== EXERCISE DETAILS ==
Please list every line below that contains the string "suit", copying each one in full. Case counts when matching.

— START GIVEN ENTRIES —

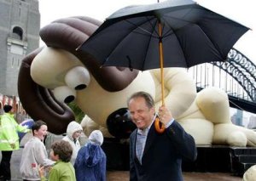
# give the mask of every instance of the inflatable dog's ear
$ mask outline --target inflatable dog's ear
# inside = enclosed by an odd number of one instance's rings
[[[71,17],[55,20],[40,30],[40,37],[48,47],[64,49],[78,57],[100,86],[108,91],[126,88],[137,76],[138,71],[128,68],[104,67],[90,54],[76,51],[102,23],[89,17]],[[42,48],[25,57],[20,69],[18,93],[26,111],[34,120],[43,120],[53,133],[63,133],[74,120],[72,110],[58,101],[50,90],[34,82],[30,75],[33,59]],[[44,75],[42,75],[44,76]]]

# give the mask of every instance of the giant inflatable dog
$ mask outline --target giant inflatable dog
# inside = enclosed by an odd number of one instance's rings
[[[127,139],[134,128],[126,109],[131,93],[148,92],[156,106],[161,105],[160,70],[102,68],[90,54],[76,50],[101,24],[89,17],[55,20],[40,31],[47,47],[23,59],[18,80],[22,105],[32,118],[46,122],[53,133],[65,133],[74,120],[65,104],[71,101],[86,114],[86,133],[102,128],[106,137],[119,139]],[[197,93],[182,68],[165,69],[164,81],[166,105],[197,144],[256,146],[255,133],[231,123],[224,92],[208,88]]]

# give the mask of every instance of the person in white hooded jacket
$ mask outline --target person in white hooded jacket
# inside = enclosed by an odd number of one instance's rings
[[[81,147],[80,142],[79,140],[83,128],[79,123],[75,121],[71,122],[67,127],[67,135],[62,139],[65,141],[70,143],[73,148],[73,154],[70,162],[73,165],[78,156],[78,152]]]

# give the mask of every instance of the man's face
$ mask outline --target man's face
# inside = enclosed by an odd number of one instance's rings
[[[154,108],[148,108],[143,97],[131,99],[128,109],[132,122],[139,129],[145,129],[151,124],[154,115]]]

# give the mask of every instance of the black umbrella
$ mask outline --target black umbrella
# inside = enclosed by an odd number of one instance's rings
[[[116,11],[79,49],[93,55],[103,66],[160,68],[165,105],[164,67],[224,61],[247,30],[194,1],[171,0]]]

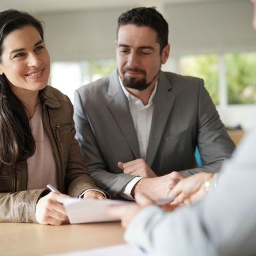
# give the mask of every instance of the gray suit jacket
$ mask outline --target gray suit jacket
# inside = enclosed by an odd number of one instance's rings
[[[256,129],[223,164],[218,186],[197,204],[156,206],[132,220],[125,239],[147,255],[256,255]]]
[[[161,72],[147,163],[158,175],[214,172],[234,145],[225,132],[202,79]],[[116,70],[75,92],[76,138],[92,177],[115,197],[134,176],[117,166],[140,157],[127,99]],[[195,158],[198,145],[203,168]]]

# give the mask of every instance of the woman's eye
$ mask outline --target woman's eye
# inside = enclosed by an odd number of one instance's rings
[[[150,54],[150,52],[141,52],[141,53],[142,53],[143,54],[145,54],[145,55],[148,55],[148,54]]]
[[[17,53],[17,54],[14,55],[13,58],[19,58],[25,56],[25,54],[23,52]]]
[[[38,45],[36,48],[35,48],[35,51],[40,51],[42,50],[44,48],[44,46],[42,45]]]

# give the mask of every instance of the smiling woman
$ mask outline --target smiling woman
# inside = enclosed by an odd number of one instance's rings
[[[69,99],[47,86],[40,22],[0,12],[0,222],[61,225],[68,196],[104,198],[74,138]],[[49,193],[51,183],[61,193]]]

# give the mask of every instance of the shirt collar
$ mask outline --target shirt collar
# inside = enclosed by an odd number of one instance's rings
[[[137,98],[136,97],[132,95],[132,94],[130,93],[125,88],[125,87],[123,84],[123,82],[122,81],[121,77],[120,76],[118,76],[118,79],[119,79],[119,83],[121,84],[121,88],[124,92],[124,93],[126,96],[126,97],[128,99],[128,101],[129,102],[135,102],[138,101],[141,101],[140,99]],[[148,103],[148,105],[151,105],[153,102],[153,99],[155,97],[156,93],[156,90],[157,88],[157,84],[158,84],[158,80],[156,83],[156,86],[155,88],[154,88],[153,92],[151,93],[150,97],[149,98]]]

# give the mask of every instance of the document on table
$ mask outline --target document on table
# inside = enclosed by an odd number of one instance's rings
[[[70,223],[76,224],[118,221],[119,220],[107,215],[107,206],[129,203],[127,201],[110,199],[70,198],[65,200],[63,205]]]
[[[147,256],[141,250],[128,244],[121,244],[98,249],[71,252],[51,256]]]

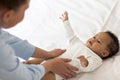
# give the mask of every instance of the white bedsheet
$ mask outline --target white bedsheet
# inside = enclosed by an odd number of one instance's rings
[[[120,39],[120,0],[31,0],[23,22],[8,31],[44,48],[65,48],[67,38],[59,16],[66,10],[82,41],[110,30]],[[120,52],[94,72],[70,80],[120,80]]]

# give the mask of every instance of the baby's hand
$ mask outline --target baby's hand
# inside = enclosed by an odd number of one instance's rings
[[[84,56],[79,56],[77,58],[80,60],[82,67],[88,66],[88,60]]]
[[[68,13],[67,13],[67,11],[65,11],[63,14],[62,14],[62,16],[60,17],[60,19],[64,22],[64,21],[66,21],[66,20],[68,20]]]

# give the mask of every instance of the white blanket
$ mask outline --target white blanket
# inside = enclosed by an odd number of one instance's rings
[[[8,30],[32,44],[50,50],[67,45],[59,16],[66,10],[76,34],[84,42],[97,32],[110,30],[120,39],[120,0],[31,0],[23,22]],[[94,72],[70,80],[120,80],[120,52]]]

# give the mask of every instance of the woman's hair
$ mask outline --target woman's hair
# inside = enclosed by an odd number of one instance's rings
[[[112,41],[111,43],[107,46],[108,51],[109,51],[109,56],[104,57],[103,59],[109,58],[117,54],[119,51],[119,40],[115,34],[113,34],[110,31],[106,31],[106,33],[111,37]]]
[[[27,0],[0,0],[0,10],[17,10],[21,5],[25,4]]]

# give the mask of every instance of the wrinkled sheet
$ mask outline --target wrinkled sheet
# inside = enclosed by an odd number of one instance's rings
[[[31,0],[25,19],[8,31],[46,50],[65,48],[67,38],[59,17],[68,11],[71,26],[83,42],[106,30],[120,39],[119,6],[120,0]],[[70,80],[120,80],[119,54],[104,61],[99,69]]]

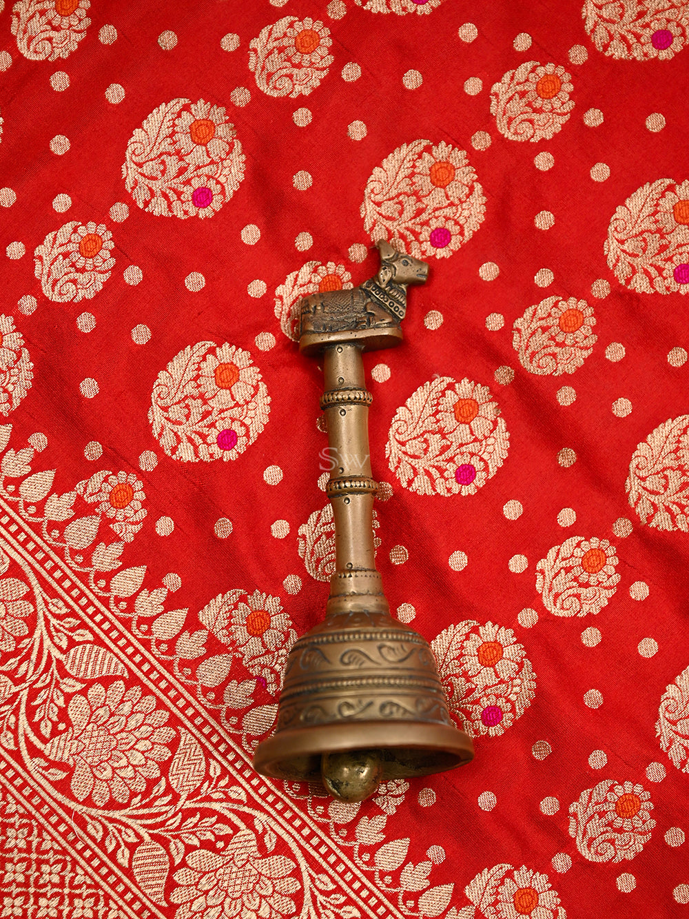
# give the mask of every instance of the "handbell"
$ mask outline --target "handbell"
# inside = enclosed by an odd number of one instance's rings
[[[335,525],[335,572],[324,620],[299,639],[287,661],[277,725],[254,766],[277,778],[321,781],[340,800],[360,801],[380,782],[469,762],[470,737],[447,712],[430,645],[393,619],[376,570],[362,352],[402,340],[406,289],[428,266],[378,244],[375,278],[299,303],[299,350],[322,355],[330,455],[327,485]]]

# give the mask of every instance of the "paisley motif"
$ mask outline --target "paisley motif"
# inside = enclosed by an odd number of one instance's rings
[[[630,290],[689,291],[689,179],[659,178],[637,189],[615,211],[604,251]]]
[[[487,386],[438,377],[419,387],[392,419],[385,455],[417,494],[474,494],[507,458],[500,408]]]
[[[190,345],[158,374],[148,418],[168,456],[236,460],[268,420],[270,397],[248,351]]]
[[[593,310],[576,297],[548,297],[514,323],[513,346],[529,373],[573,373],[593,350]]]
[[[669,61],[689,40],[683,0],[586,0],[582,13],[598,51],[618,61]]]
[[[611,778],[586,789],[570,807],[570,835],[588,861],[634,858],[650,839],[656,822],[642,785]]]
[[[29,61],[57,61],[75,51],[91,20],[90,0],[18,0],[12,7],[12,34]]]
[[[659,425],[638,444],[625,488],[642,523],[689,532],[688,414]]]
[[[689,667],[662,694],[656,737],[675,768],[689,772]]]
[[[249,46],[249,70],[266,96],[309,96],[328,73],[330,29],[307,17],[286,16],[266,26]]]
[[[296,309],[302,297],[327,290],[349,290],[352,276],[344,265],[328,262],[307,262],[288,275],[275,292],[275,314],[283,333],[292,341],[299,340],[299,313]]]
[[[491,114],[510,141],[549,141],[561,130],[574,102],[564,67],[526,61],[491,89]]]
[[[553,546],[536,566],[536,589],[555,616],[600,613],[620,581],[615,547],[593,536],[572,536]]]
[[[398,147],[376,166],[361,216],[374,243],[387,240],[415,258],[445,258],[473,236],[485,205],[465,151],[419,140]]]
[[[531,705],[536,675],[510,629],[468,619],[431,642],[452,717],[472,737],[496,737]]]
[[[112,234],[104,224],[72,221],[49,233],[34,251],[34,273],[54,303],[91,300],[110,277]]]
[[[0,315],[0,414],[9,414],[26,396],[33,364],[11,316]]]
[[[244,154],[221,106],[173,99],[152,111],[127,144],[122,177],[157,217],[212,217],[244,177]]]

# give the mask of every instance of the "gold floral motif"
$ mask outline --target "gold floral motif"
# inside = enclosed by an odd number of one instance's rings
[[[108,518],[110,527],[123,542],[131,542],[143,525],[147,511],[142,507],[146,495],[143,484],[133,472],[108,470],[96,472],[80,482],[76,491],[89,504],[97,504],[97,511]]]
[[[638,445],[625,488],[642,523],[689,531],[689,414],[670,418]]]
[[[472,737],[497,737],[531,705],[536,675],[514,633],[473,619],[431,642],[450,714]]]
[[[619,560],[607,539],[572,536],[554,546],[536,566],[536,589],[555,616],[595,615],[620,581]]]
[[[619,205],[604,245],[617,280],[640,293],[689,291],[689,180],[647,182]]]
[[[0,315],[0,414],[14,411],[31,387],[33,364],[11,316]]]
[[[103,289],[115,259],[115,244],[105,224],[72,221],[48,233],[34,251],[34,273],[55,303],[91,300]]]
[[[70,787],[79,801],[90,796],[96,807],[126,804],[146,790],[147,779],[160,777],[158,764],[172,755],[165,744],[175,732],[163,727],[168,712],[139,686],[94,683],[85,696],[72,698],[67,715],[71,726],[48,743],[46,755],[73,767]]]
[[[374,243],[446,258],[483,222],[486,199],[464,150],[445,142],[404,143],[371,173],[361,216]]]
[[[548,297],[514,322],[513,346],[529,373],[573,373],[593,350],[595,316],[585,300]]]
[[[175,874],[170,895],[182,905],[175,919],[282,919],[297,915],[289,896],[299,889],[296,864],[286,856],[261,856],[255,834],[236,833],[221,853],[198,849]]]
[[[683,0],[585,0],[582,12],[595,47],[617,61],[669,61],[687,43]]]
[[[504,460],[510,437],[486,386],[437,377],[395,413],[385,455],[417,494],[474,494]]]
[[[248,351],[198,342],[158,374],[149,421],[182,462],[236,460],[268,420],[270,397]]]
[[[439,6],[443,0],[355,0],[357,6],[363,6],[370,13],[397,13],[405,16],[407,13],[430,13]]]
[[[484,919],[567,919],[548,875],[525,865],[485,868],[467,885],[465,893]]]
[[[12,34],[29,61],[57,61],[75,51],[91,20],[90,0],[18,0],[12,7]]]
[[[292,341],[299,341],[300,313],[297,306],[302,297],[326,290],[350,290],[352,276],[337,262],[307,262],[287,277],[275,292],[275,314],[280,328]]]
[[[589,861],[634,858],[656,825],[652,809],[643,786],[605,779],[582,791],[570,807],[570,835]]]
[[[122,176],[142,210],[158,217],[212,217],[239,188],[245,157],[222,106],[164,102],[136,128]]]
[[[656,722],[656,737],[672,766],[689,772],[689,667],[665,687]]]
[[[330,47],[330,29],[322,22],[286,16],[252,40],[249,69],[266,96],[308,96],[333,63]]]
[[[498,130],[511,141],[549,141],[574,108],[570,80],[564,67],[537,61],[508,71],[491,89]]]
[[[0,554],[0,572],[4,574],[9,567],[9,559],[5,553]],[[12,652],[17,647],[17,640],[28,634],[26,618],[34,611],[33,604],[23,597],[28,593],[28,587],[23,581],[16,577],[0,578],[0,652]],[[0,684],[0,698],[5,690],[11,687],[7,677],[3,675]]]

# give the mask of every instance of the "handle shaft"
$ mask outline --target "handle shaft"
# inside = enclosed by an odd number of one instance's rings
[[[331,578],[328,613],[388,610],[376,571],[368,406],[361,347],[354,343],[324,349],[325,413],[331,460],[334,463],[328,497],[335,526],[335,573]]]

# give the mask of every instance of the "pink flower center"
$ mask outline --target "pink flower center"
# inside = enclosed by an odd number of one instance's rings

— END GIVEN ENTRIES —

== WRITTEN SOLUTION ==
# give the mask of every instance of the gray suit jacket
$ mask outline --target gray suit jacket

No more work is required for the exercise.